### [WHAT YOU SHOULD DO]
Please write out the items word for word, starting at the line that contains "the strawberry leaf" and ending at the last line of the items.

### [SUPPLIED RECORDS]

════════════════

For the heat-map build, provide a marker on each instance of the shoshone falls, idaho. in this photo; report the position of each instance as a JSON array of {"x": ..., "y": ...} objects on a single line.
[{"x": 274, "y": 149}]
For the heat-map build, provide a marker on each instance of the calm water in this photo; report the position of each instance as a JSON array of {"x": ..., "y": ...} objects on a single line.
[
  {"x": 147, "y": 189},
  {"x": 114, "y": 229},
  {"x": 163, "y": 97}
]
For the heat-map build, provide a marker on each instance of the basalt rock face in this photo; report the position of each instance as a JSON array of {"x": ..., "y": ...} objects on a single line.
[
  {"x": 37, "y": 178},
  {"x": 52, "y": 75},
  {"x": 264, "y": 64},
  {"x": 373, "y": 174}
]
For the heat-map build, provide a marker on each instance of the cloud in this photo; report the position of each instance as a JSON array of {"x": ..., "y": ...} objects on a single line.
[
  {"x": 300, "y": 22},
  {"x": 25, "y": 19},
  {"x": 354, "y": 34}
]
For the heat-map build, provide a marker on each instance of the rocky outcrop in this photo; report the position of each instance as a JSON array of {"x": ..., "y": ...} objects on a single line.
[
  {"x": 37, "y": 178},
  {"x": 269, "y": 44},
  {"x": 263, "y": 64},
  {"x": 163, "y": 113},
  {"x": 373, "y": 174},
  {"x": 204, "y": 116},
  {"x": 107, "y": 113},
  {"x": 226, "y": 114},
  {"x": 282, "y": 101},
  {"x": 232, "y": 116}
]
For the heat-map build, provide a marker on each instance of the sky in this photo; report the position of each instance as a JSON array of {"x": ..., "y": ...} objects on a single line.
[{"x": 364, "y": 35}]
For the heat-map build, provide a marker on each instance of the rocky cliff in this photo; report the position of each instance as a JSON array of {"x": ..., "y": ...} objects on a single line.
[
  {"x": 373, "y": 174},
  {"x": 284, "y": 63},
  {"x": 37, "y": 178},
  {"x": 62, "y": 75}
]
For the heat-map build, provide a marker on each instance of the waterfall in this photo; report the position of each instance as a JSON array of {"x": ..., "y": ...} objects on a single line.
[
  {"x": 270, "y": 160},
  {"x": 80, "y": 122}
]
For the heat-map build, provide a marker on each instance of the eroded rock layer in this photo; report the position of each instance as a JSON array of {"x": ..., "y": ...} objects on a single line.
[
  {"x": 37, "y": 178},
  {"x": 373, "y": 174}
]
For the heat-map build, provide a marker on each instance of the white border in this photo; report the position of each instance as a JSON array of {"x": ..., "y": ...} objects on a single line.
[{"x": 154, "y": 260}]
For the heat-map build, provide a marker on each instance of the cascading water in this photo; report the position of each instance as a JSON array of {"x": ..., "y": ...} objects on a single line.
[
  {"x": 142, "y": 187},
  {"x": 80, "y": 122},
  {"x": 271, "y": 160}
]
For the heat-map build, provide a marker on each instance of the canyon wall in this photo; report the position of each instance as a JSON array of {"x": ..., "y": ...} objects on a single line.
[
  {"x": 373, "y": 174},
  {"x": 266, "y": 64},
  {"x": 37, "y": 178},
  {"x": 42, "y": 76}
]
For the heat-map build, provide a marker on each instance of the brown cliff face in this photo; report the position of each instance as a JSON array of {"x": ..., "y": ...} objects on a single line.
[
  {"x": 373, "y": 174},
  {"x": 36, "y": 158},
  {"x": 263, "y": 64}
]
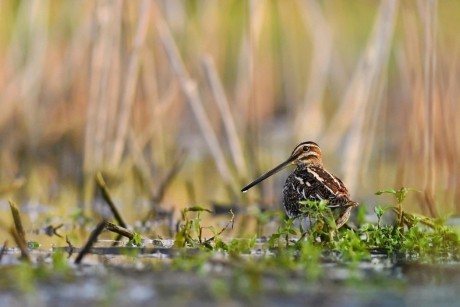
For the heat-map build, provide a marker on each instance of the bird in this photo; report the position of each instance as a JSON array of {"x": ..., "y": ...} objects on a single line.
[{"x": 310, "y": 182}]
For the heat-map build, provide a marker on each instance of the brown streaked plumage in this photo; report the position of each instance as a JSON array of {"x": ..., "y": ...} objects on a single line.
[{"x": 310, "y": 181}]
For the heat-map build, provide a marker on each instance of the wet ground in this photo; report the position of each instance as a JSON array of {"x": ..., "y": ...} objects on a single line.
[{"x": 114, "y": 276}]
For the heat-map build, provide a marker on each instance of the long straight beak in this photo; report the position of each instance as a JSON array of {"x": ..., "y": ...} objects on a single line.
[{"x": 268, "y": 174}]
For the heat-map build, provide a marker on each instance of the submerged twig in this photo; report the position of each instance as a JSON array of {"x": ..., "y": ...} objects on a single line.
[
  {"x": 229, "y": 223},
  {"x": 91, "y": 240},
  {"x": 17, "y": 220},
  {"x": 119, "y": 230},
  {"x": 106, "y": 195},
  {"x": 71, "y": 247},
  {"x": 18, "y": 232},
  {"x": 51, "y": 230}
]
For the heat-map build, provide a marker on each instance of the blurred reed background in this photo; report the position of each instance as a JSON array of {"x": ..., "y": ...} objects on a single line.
[{"x": 183, "y": 102}]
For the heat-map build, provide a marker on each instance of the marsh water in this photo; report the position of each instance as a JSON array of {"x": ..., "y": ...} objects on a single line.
[{"x": 159, "y": 274}]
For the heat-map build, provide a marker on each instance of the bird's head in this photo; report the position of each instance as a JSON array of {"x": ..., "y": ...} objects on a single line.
[{"x": 306, "y": 153}]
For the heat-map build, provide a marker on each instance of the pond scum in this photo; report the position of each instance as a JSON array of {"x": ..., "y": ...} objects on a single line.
[{"x": 290, "y": 253}]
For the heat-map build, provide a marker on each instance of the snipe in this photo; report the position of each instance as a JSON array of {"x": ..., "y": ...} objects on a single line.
[{"x": 310, "y": 181}]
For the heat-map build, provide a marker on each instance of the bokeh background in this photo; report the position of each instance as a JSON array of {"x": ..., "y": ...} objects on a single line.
[{"x": 182, "y": 103}]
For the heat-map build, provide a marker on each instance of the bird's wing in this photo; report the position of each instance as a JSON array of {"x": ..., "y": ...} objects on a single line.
[{"x": 319, "y": 184}]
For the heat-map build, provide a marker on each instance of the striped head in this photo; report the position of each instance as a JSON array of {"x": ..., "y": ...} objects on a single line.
[{"x": 306, "y": 153}]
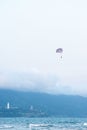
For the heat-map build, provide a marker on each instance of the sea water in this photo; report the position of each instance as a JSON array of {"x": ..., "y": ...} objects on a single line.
[{"x": 43, "y": 123}]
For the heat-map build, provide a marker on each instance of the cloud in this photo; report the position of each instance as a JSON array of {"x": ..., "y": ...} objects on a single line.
[{"x": 37, "y": 81}]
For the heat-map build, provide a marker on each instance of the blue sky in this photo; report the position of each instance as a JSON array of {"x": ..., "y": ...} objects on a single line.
[{"x": 30, "y": 33}]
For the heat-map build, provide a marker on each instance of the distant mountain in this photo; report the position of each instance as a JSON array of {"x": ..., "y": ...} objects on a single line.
[{"x": 50, "y": 105}]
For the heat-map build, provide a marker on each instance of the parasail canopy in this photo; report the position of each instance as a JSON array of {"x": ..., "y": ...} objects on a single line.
[{"x": 59, "y": 50}]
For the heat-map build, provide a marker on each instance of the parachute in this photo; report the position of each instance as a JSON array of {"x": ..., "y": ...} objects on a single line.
[{"x": 59, "y": 51}]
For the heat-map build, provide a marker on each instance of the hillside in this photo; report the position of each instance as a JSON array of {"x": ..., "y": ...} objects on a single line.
[{"x": 50, "y": 105}]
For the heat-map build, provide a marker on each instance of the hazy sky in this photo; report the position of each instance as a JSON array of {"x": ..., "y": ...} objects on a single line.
[{"x": 30, "y": 33}]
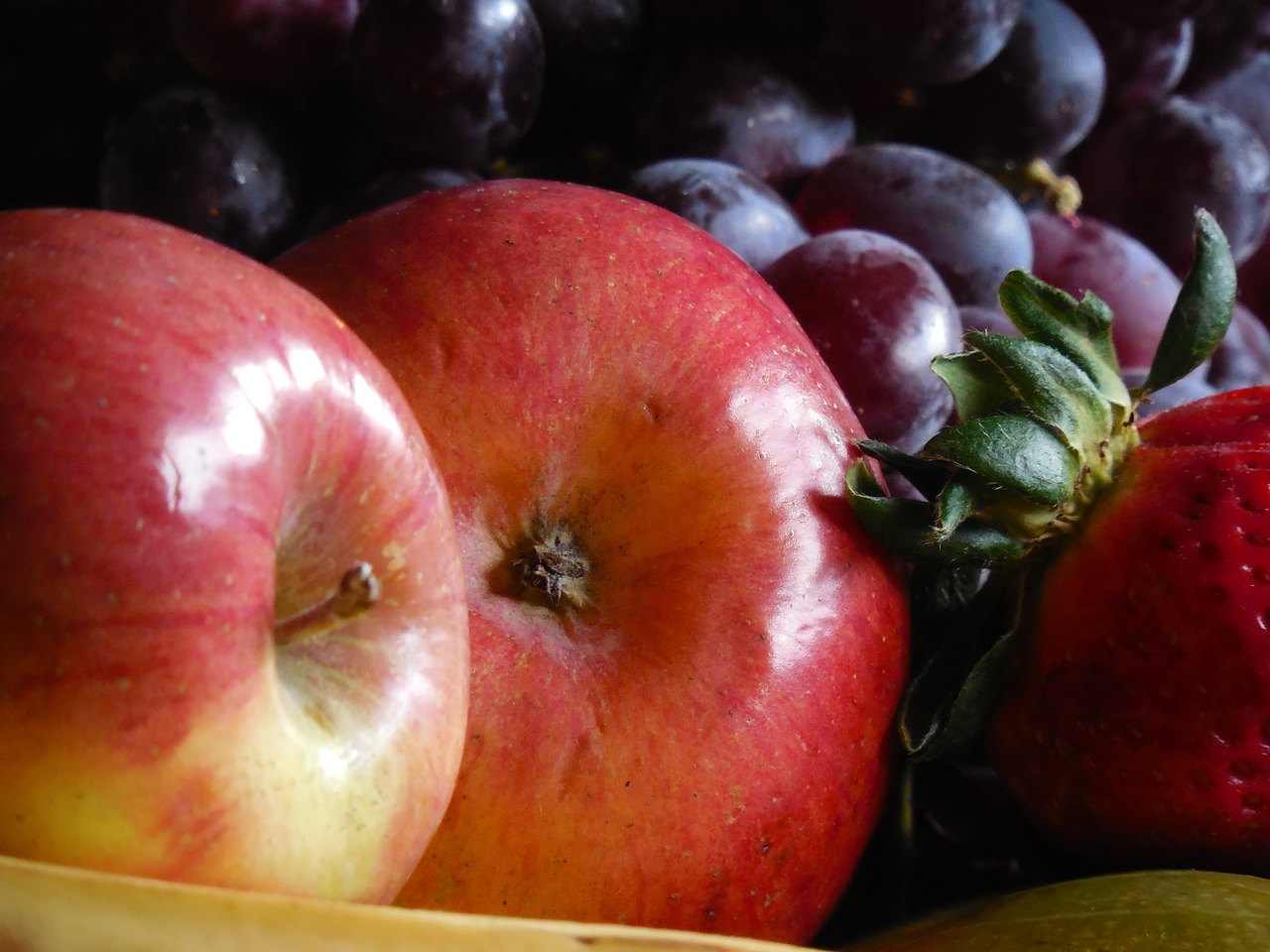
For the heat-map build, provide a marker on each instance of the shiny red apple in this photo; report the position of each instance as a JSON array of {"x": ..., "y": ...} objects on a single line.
[
  {"x": 232, "y": 624},
  {"x": 686, "y": 655}
]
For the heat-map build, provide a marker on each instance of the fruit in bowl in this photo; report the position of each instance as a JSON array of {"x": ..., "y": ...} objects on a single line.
[
  {"x": 686, "y": 655},
  {"x": 232, "y": 630}
]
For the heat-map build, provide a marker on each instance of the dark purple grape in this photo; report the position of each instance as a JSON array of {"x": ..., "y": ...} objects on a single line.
[
  {"x": 960, "y": 218},
  {"x": 1080, "y": 253},
  {"x": 922, "y": 42},
  {"x": 263, "y": 44},
  {"x": 1255, "y": 281},
  {"x": 454, "y": 81},
  {"x": 878, "y": 312},
  {"x": 1148, "y": 169},
  {"x": 742, "y": 211},
  {"x": 389, "y": 186},
  {"x": 734, "y": 26},
  {"x": 204, "y": 162},
  {"x": 594, "y": 50},
  {"x": 1242, "y": 359},
  {"x": 1224, "y": 37},
  {"x": 1037, "y": 99},
  {"x": 1243, "y": 90},
  {"x": 589, "y": 44},
  {"x": 1144, "y": 13},
  {"x": 752, "y": 112},
  {"x": 1143, "y": 63}
]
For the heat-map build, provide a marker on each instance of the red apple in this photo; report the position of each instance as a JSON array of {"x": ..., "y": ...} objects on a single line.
[
  {"x": 686, "y": 654},
  {"x": 193, "y": 453}
]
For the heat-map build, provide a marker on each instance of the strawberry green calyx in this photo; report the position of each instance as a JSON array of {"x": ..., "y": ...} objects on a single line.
[{"x": 1042, "y": 424}]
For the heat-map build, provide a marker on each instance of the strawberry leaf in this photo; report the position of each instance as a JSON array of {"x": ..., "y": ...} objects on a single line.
[
  {"x": 951, "y": 699},
  {"x": 1080, "y": 330},
  {"x": 903, "y": 527},
  {"x": 976, "y": 386},
  {"x": 1202, "y": 312},
  {"x": 1012, "y": 452},
  {"x": 1053, "y": 389}
]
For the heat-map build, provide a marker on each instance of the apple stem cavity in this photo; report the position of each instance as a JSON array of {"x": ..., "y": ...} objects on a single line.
[
  {"x": 556, "y": 565},
  {"x": 357, "y": 592}
]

════════════════

### [WRITTEN REPLY]
For the heat-map build, provide a marker on each instance of the strawberry leaf in this photo; report the position of each instance as a JSON array of {"x": ..., "y": ...} objects on a single line.
[
  {"x": 951, "y": 699},
  {"x": 1080, "y": 330},
  {"x": 903, "y": 527},
  {"x": 976, "y": 386},
  {"x": 1202, "y": 312},
  {"x": 1012, "y": 452},
  {"x": 1053, "y": 389}
]
For the heat-map build, provide a marker on each instance of the apple stem cavity in this photo; report the position of each instance as a JSON array of {"x": ..., "y": ...} objects on a single line.
[
  {"x": 556, "y": 565},
  {"x": 357, "y": 592}
]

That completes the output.